▶ _Task to carry out_
Write the data out again so that it matches word for word.

Region pointing data:
BEGIN

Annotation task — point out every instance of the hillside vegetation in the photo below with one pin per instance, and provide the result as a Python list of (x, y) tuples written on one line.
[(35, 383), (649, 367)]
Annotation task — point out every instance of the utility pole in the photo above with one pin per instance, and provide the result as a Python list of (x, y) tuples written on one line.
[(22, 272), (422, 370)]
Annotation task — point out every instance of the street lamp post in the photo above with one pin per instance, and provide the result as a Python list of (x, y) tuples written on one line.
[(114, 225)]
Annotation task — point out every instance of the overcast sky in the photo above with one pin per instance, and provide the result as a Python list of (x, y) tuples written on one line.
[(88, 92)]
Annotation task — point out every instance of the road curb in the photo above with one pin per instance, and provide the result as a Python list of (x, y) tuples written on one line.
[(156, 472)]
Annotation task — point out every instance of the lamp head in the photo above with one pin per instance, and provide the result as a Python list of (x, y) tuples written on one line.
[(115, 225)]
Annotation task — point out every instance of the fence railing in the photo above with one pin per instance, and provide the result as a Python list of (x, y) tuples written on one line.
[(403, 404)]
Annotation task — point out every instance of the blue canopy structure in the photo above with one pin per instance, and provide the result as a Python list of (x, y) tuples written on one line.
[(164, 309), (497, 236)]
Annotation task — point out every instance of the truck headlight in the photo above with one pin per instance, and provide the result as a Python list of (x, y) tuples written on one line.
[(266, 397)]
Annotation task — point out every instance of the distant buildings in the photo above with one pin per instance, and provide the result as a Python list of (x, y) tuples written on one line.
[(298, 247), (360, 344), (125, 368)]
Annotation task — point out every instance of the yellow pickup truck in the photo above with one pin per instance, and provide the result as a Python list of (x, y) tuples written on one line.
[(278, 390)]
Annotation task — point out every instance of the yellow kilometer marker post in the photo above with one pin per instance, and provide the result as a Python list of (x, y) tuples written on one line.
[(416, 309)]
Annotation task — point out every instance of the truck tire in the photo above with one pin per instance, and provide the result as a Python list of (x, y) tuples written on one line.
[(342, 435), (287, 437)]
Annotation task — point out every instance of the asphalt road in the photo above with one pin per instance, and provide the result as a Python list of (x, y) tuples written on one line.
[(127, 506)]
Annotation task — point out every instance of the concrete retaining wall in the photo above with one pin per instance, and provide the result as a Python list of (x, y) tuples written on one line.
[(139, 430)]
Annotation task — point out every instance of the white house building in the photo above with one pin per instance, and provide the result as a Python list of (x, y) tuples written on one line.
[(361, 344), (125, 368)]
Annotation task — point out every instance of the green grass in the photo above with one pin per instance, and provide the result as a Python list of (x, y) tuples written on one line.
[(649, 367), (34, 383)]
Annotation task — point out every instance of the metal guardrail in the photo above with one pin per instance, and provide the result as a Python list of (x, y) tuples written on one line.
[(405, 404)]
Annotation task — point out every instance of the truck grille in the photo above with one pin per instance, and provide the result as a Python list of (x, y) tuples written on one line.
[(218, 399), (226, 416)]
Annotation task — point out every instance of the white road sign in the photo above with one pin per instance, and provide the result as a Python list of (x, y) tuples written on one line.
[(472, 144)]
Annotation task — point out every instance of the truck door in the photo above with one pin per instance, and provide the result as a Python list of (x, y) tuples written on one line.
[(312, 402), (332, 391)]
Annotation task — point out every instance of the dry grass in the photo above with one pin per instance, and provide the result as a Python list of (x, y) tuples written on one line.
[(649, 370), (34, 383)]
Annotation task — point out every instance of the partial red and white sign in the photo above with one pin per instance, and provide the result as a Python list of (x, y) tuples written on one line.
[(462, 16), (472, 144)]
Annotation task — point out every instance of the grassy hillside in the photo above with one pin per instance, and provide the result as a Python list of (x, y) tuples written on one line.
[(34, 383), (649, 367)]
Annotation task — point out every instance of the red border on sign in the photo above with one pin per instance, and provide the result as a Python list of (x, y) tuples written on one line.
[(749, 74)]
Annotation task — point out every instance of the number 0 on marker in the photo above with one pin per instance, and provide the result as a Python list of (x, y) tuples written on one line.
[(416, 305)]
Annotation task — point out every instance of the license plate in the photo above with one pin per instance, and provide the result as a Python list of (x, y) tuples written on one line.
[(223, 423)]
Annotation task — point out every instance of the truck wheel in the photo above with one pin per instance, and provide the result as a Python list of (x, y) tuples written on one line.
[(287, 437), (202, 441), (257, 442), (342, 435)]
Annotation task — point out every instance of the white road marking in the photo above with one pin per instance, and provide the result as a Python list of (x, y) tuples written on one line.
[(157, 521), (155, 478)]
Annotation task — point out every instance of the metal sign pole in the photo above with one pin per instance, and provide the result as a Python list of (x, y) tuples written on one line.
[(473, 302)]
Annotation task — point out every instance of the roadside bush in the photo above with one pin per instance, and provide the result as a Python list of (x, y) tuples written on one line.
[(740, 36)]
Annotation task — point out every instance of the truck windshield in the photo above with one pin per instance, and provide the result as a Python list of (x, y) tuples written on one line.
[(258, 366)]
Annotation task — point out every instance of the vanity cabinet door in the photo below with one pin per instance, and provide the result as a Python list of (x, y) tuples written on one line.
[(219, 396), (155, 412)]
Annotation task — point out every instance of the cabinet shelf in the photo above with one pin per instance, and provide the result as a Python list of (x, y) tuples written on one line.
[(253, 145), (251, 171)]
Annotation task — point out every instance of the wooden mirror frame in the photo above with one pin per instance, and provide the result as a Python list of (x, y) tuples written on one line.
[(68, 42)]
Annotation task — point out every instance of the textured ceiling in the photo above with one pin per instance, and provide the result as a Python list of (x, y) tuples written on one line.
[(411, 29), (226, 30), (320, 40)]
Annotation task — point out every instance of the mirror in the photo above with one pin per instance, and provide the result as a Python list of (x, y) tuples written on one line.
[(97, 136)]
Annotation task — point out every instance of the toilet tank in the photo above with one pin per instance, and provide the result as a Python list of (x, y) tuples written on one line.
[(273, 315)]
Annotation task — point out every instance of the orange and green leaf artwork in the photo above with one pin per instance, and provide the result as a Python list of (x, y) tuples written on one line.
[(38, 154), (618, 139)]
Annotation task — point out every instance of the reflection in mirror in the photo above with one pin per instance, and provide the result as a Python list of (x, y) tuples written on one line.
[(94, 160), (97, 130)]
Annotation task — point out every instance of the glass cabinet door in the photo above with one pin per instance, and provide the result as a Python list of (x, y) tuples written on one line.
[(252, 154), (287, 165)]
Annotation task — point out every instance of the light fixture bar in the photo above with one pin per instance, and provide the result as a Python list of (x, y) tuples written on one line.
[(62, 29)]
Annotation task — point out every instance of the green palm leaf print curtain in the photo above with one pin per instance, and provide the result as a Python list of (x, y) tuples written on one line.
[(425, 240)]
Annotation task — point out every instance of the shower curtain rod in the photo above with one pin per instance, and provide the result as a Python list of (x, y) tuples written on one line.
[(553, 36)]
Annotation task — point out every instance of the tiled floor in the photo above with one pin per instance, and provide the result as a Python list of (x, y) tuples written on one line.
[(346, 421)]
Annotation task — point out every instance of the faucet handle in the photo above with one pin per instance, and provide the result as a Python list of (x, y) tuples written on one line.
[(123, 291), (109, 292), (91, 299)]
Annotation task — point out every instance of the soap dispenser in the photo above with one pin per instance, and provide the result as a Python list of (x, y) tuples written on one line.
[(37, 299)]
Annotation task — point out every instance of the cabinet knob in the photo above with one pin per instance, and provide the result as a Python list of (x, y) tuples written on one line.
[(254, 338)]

END

▶ _Solution to this exercise_
Annotation task — point out every instance of the hillside vegetation in the photo below with one pin per instance, and provide the result as a Python list of (x, y) tuples written on one line.
[(35, 383), (649, 367)]
Annotation task — point out every instance of the utility pole in the photo above with one pin per instance, and provide the result as a Python list of (x, y) tuples written on one line.
[(22, 272), (422, 370)]
Annotation task — point out every instance of the street lamp post in the photo above with one pin per instance, and provide the result as a Python list of (x, y) tuples written on one line.
[(114, 225)]
Annotation task — point out every instance of the overcast sky in the photo above with one pin per instance, and provide the result as a Python list of (x, y) tuples written on one line.
[(88, 92)]
Annotation task — point out every instance of the road curb in the photo above with one pin per instance, and provide the result as a Python list of (x, y) tuples written on one line.
[(156, 472)]
Annotation task — point out every instance of the lamp head in the photo above with one pin per instance, and provide the result as a Python list of (x, y) tuples written on one line.
[(115, 225)]
Annotation task — point out every instance of the fence railing in the photo above with one pin per instance, and provide the result as a Python list of (x, y) tuples written on one line.
[(403, 404)]
Annotation task — point out every instance of the blue canopy structure in the photo above with one pin per instance, and provide the result as a Python list of (x, y) tuples written on one line.
[(164, 309), (497, 236)]
Annotation task — point out every instance of the truck headlight in the photo above with one pin per instance, and provide the result as a Python list of (x, y) tuples written on one line.
[(266, 397)]
Annotation task — point out every instance of the distant buildings in the photo above with one pin per instance, and provide the result as a Python list of (x, y) tuples written on one line.
[(298, 247), (360, 344), (125, 368)]
Annotation task — point out every instance of the yellow pickup truck in the photo above with one pin per instance, and provide the result as a Python list of (x, y) tuples written on one line.
[(278, 390)]
Annotation task — point out every instance of the yellow kilometer marker post in the photo above with one pin per instance, and provide the result as a Python list of (x, y) tuples written on one line.
[(416, 309)]
Annotation task — point out every instance of the truck tire in the photo above with one pin per instance, and provide the result as a Python list of (x, y) tuples written on one line.
[(342, 435), (287, 437)]
Annotation task — point out every instance of the asphalt road in the photo above with one pin per instance, and provide the result as a Python list of (x, y) tuples written on one line.
[(127, 506)]
Annotation task — point out every instance of the concrete retaining wall in the photo above with one pin per instance, and provide the result as a Python list of (x, y) tuples written on one line.
[(139, 430)]
Annotation task — point out every instance of the white house building in the photo above with one pin per instance, and provide the result as a Python list of (x, y) tuples written on one line.
[(361, 344), (125, 368)]
Annotation task — point out every instance of the green grass in the photo above with one pin per instance, and provide the result as a Python list of (x, y) tuples written on one line.
[(649, 367), (34, 383)]
Annotation task — point out every instance of the metal guardrail in the photo above with one pin per instance, and provide the result as a Python list of (x, y) tuples written on one line.
[(405, 404)]
Annotation task — point out every instance of the truck grille in the photo above with one pin per instance, and provide the result as a Python list of (x, y) tuples written on one line.
[(218, 399), (226, 416)]
Annotation task — point out every instance of the white road sign in the photo above with one pin per instance, and provide the result as a Python list of (x, y) tuples written on one line.
[(472, 144)]
Annotation task — point out every instance of the truck door in the photo above with one pin per instance, and provide the result as a Python list of (x, y) tuples written on one line.
[(312, 402), (332, 391)]
Annotation task — point out every instance of the dry grass in the photo above with one pin per instance, and provide the result as a Python list of (x, y) tuples written on one line.
[(649, 370), (34, 383)]
Annotation task — point out every instance of the partial red and white sign in the photo above with one pin per instance, and provide the result as a Python list of (x, y) tuples written on one line.
[(462, 16), (472, 144)]
Annotation task — point out every instance of the grassy hillside in the photo above with one pin per instance, and provide the result as a Python list of (x, y) tuples written on one line.
[(34, 383), (649, 367)]
Annotation task — point out every instance of the red border on sign in the photo above with one pin per instance, and provide the result as a Python list of (x, y) tuples written on one line.
[(749, 74)]
Annotation task — point out every instance of the number 0 on marker in the photo above with one pin per instance, and provide the result as a Python list of (x, y) tuples written on one line.
[(416, 305)]
Annotation task — point out every instance of the license plate in the photo above with one pin per instance, and provide the result as a Python list of (x, y) tuples written on one line.
[(223, 423)]
Annotation task — point out every instance of the truck wheel in the photo above with one pin per instance, and provide the result as a Python list of (x, y) tuples written on one line.
[(287, 437), (202, 441), (257, 442), (342, 435)]
Annotation task — point out every instance of the white road marking in the photo above with one pin per instance, and provide the result as a Python list of (x, y) tuples written on one line.
[(157, 521), (155, 478)]
Annotation task — point out every instance of the metal sign pole in the photo above with one pin per instance, and provide the result as a Python list of (x, y) tuples written on one line.
[(473, 302)]
Annotation task — point out every instance of the roadside bush in the photo above with one pin per instance, and provide the result as a Python list of (x, y) tuples written on one line.
[(740, 36)]
Annotation task — point out every instance of the truck windshield in the photo above with one pin per instance, and provide the result as a Python list of (x, y) tuples written on one line.
[(258, 366)]
Annotation task — point out every instance of the vanity cabinet door in the photo below with one pin per instance, and provide the result as a Python list of (x, y) tuples written on one line.
[(219, 396), (155, 412)]
Annotation task — point out every instance of the cabinet shelf in the photo above with one pin per instance, and provide the result as a Python list of (x, y) tuples written on one line.
[(253, 145), (251, 171)]
Annotation task — point out every instance of the wooden mirror frame in the photo above with one pin per instance, and provide the result as a Python list of (x, y) tuples written on one line.
[(68, 42)]
Annotation task — point out every instance of the textured ceiling in the photo above with one pin per instance, and provide the result as a Python list of (x, y) tuples written on one line.
[(411, 29), (226, 30), (320, 40)]
Annotation task — point out every instance of the mirror in the photo above with one pin per instance, and provide the result as a Python list of (x, y) tuples written on one line.
[(97, 136)]
Annotation task — point out every instance of the toilet tank in the photo above with one pin per instance, and provide the result as a Python list of (x, y) tuples written on one line.
[(273, 315)]
Annotation task — point out every instance of the orange and green leaf artwork in the photo above with one pin per instance, and provide the result as a Python list of (x, y) tuples written on one line.
[(38, 154), (618, 139)]
Annotation task — point out every instance of the reflection in mirror in the photo above with one pin per instance, and provide the result as a Python list of (x, y) tuples written on one line.
[(94, 160), (97, 130)]
Annotation task — point out every instance of the glass cabinet door in the photo above with one pin per instance, and provide the result as a Python list of (x, y) tuples written on one line.
[(252, 154), (287, 165)]
Annotation task — point out every instance of the light fixture bar in the photo above with one pin per instance, and provide the result as a Python list of (x, y) tuples written on one line.
[(62, 29)]
Annotation task — point out every instance of the green palm leaf print curtain in the photo above with one pin per instance, and provide the result as a Python list of (x, y) tuples written on one line.
[(425, 240)]
Annotation task — point out every instance of the shower curtain rod in the photo above with one pin per instance, and provide the result as a Python list of (x, y) tuples written on one line.
[(553, 36)]
Annotation task — point out every instance of the tiled floor in the photo above with one pin per instance, and provide the result as a Python list of (x, y) tuples written on one line.
[(346, 421)]
Annotation task — point out every instance of the faucet handle in the photo above with one pin per instance, and provide the result as a Python list of (x, y) tuples written on one line.
[(123, 291), (109, 292), (91, 299)]
Annotation task — point out every instance of the soap dispenser in the photo above with one pin per instance, and provide the result as a Python list of (x, y) tuples written on one line.
[(37, 299)]
Annotation task — point out every instance of the cabinet knob in the photo above with one pin per instance, and provide the result as a Python list of (x, y) tuples written on one line.
[(254, 338)]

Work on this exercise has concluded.